[Exercício proposto 1] Transcreva da reportagem sobre o satélite contratado pela Aeronáutica o trecho entre "No apagar das" e "classificado como reservado.", inclusive.

O contrato foi assinado após a dispensa do processo de licitação ter sido autorizada pelo comandante da Aeronáutica
Imagem obtida por satélite-radar da ESA (Agência Espacial Europeia) de área de desmatamento na Amazônia, em Mato Grosso (Imagem: ESA/internet/Projeto Earth Watching)
No apagar das luzes de 2020, o Comando da Aeronáutica assinou nesta quarta-feira (30) um contrato sigiloso de US$ 33,8 milhões (cerca de R$ 175 milhões ao câmbio) com uma empresa da Finlândia para adquirir um satélite, sem licitação, sobre o qual especialistas levantam dúvidas a respeito da necessidade e da eficácia.
O contrato foi assinado após a dispensa do processo de licitação ter sido autorizada pelo comandante da Aeronáutica, o brigadeiro do ar Carlos Moretti Bermudez. A Aeronáutica se recusou a fornecer ao UOL uma cópia do contrato, sob o argumento de que ele foi classificado como reservado.

[Exercício proposto 2] Expresse em CSV de duas colunas, pedido e resposta, somente a parte da listagem entre o início dela e a linha que contém "[130,0,860,246]", inclusive. Use uma linha por pedido, com cada campo entre aspas e as quebras de linha trocadas por espaços.

[Dados do exercício]

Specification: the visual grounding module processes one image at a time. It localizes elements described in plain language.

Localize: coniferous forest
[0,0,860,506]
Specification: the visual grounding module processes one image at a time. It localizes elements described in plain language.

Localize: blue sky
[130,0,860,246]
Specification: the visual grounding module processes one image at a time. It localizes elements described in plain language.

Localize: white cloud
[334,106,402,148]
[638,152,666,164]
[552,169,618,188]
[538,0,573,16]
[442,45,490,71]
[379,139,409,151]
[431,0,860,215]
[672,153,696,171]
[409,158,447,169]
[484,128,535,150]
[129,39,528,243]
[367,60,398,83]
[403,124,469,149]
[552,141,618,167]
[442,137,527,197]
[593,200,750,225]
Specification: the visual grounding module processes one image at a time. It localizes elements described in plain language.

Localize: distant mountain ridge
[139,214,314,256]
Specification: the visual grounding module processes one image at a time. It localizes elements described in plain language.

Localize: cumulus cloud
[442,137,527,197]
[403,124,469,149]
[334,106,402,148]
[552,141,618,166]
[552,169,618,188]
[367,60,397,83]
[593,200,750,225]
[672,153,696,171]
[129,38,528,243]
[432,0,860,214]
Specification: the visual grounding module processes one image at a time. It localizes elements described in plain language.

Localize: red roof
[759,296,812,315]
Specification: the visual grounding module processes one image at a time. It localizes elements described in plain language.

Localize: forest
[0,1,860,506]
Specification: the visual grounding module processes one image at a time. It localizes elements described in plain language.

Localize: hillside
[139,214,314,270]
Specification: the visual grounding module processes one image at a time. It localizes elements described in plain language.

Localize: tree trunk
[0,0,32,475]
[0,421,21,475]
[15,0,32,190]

[Resolução do exercício 1]
No apagar das luzes de 2020, o Comando da Aeronáutica assinou nesta quarta-feira (30) um contrato sigiloso de US$ 33,8 milhões (cerca de R$ 175 milhões ao câmbio) com uma empresa da Finlândia para adquirir um satélite, sem licitação, sobre o qual especialistas levantam dúvidas a respeito da necessidade e da eficácia.
O contrato foi assinado após a dispensa do processo de licitação ter sido autorizada pelo comandante da Aeronáutica, o brigadeiro do ar Carlos Moretti Bermudez. A Aeronáutica se recusou a fornecer ao UOL uma cópia do contrato, sob o argumento de que ele foi classificado como reservado.

[Resolução do exercício 2]
pedido,resposta
"Specification: the visual grounding module processes one image at a time. It localizes elements described in plain language. Localize: coniferous forest","[0,0,860,506]"
"Specification: the visual grounding module processes one image at a time. It localizes elements described in plain language. Localize: blue sky","[130,0,860,246]"